**TASK DIRECTIONS:** Reproduce the KPIs refactor page below word for word, with every line and symbol kept unchanged.
===== SOURCE DOCUMENT =====
283 lines
20 KiB
Markdown
283 lines
20 KiB
Markdown
|
|
# KPIs Refactor - Let’s go daily - 2024-10-23
|
|||
|
|
|
|||
|
|
# Context & initial thoughts
|
|||
|
|
|
|||
|
|
Uri here. After the discussions with Product teams regarding the needs for Product KPIs, and anticipating future needs, I’m starting this Notion Page to gather thoughts and feedbacks on a potential refactor for KPIs.
|
|||
|
|
|
|||
|
|
Currently, KPIs follow 2 different trends: either these are in a MTD computation for global and a couple of dimensions, or we have them in a monthly basis per Deal. Life was good and easy - despite having 2 flows - until we started computing Churn. Churn Rates (Revenue, Bookings, Listings) are Deal dependant thus need to go into the monthly basis compute. However, we needed to aggregate them at MTD computation and this creates some dependencies between the 2 flows that - to me - show that we can do better. Especially when considering that MTD computation is not historicised - we keep each day of the current month with the aggregated data of that month, but next month, we lose it except for the last day. So add this up with many more specific requirements from Product KPIs and boom! Refactor time <3
|
|||
|
|
|
|||
|
|
SO! We have mostly 2 options:
|
|||
|
|
|
|||
|
|
- We keep Main KPIs as is, and implement each product flow independently.
|
|||
|
|
- Advantages: looks easier at first!
|
|||
|
|
- Disadvantages: We’ll have some repeated logic ongoing (ex: if I want to compute Created Bookings) and likely some of the Product KPIs needs will need to somehow be reflected in the Main KPIs anyway (ex: Revenue per Service of New Pricing)
===== GIVEN DATA =====
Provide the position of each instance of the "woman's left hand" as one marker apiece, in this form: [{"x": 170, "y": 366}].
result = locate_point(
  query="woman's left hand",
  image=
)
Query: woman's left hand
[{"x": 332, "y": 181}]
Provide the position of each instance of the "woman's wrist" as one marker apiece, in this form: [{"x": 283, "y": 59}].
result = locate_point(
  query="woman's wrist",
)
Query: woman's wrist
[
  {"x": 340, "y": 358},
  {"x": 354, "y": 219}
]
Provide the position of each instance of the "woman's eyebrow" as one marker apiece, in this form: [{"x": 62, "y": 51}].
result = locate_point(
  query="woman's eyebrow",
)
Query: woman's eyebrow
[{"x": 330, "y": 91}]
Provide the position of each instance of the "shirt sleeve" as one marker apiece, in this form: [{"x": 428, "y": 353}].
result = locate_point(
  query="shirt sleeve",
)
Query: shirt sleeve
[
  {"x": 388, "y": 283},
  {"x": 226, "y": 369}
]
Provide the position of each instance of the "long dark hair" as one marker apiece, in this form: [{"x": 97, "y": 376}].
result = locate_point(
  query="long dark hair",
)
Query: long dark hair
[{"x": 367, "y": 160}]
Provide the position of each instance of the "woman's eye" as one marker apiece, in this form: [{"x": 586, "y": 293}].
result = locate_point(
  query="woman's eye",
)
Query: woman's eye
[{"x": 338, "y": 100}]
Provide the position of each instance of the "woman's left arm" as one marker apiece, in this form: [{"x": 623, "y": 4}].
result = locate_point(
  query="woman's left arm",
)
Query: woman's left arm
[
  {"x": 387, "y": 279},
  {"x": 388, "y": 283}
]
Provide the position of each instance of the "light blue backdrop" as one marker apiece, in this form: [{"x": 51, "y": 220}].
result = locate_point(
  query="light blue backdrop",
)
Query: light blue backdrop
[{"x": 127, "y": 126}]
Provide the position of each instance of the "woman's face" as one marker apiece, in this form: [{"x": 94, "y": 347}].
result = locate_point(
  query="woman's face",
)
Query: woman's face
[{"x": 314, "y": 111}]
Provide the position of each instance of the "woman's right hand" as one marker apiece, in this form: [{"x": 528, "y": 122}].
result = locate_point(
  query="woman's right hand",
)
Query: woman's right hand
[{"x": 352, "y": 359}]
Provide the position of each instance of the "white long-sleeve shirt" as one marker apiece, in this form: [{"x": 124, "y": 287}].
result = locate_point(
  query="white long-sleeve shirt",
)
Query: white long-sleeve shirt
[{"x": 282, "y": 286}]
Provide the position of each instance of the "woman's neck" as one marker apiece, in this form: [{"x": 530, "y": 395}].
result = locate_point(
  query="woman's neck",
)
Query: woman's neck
=====
**FULL ANSWER:**
283 lines
20 KiB
Markdown
283 lines
20 KiB
Markdown
|
|
# KPIs Refactor - Let’s go daily - 2024-10-23
|
|||
|
|
|
|||
|
|
# Context & initial thoughts
|
|||
|
|
|
|||
|
|
Uri here. After the discussions with Product teams regarding the needs for Product KPIs, and anticipating future needs, I’m starting this Notion Page to gather thoughts and feedbacks on a potential refactor for KPIs.
|
|||
|
|
|
|||
|
|
Currently, KPIs follow 2 different trends: either these are in a MTD computation for global and a couple of dimensions, or we have them in a monthly basis per Deal. Life was good and easy - despite having 2 flows - until we started computing Churn. Churn Rates (Revenue, Bookings, Listings) are Deal dependant thus need to go into the monthly basis compute. However, we needed to aggregate them at MTD computation and this creates some dependencies between the 2 flows that - to me - show that we can do better. Especially when considering that MTD computation is not historicised - we keep each day of the current month with the aggregated data of that month, but next month, we lose it except for the last day. So add this up with many more specific requirements from Product KPIs and boom! Refactor time <3
|
|||
|
|
|
|||
|
|
SO! We have mostly 2 options:
|
|||
|
|
|
|||
|
|
- We keep Main KPIs as is, and implement each product flow independently.
|
|||
|
|
- Advantages: looks easier at first!
|
|||
|
|
- Disadvantages: We’ll have some repeated logic ongoing (ex: if I want to compute Created Bookings) and likely some of the Product KPIs needs will need to somehow be reflected in the Main KPIs anyway (ex: Revenue per Service of New Pricing)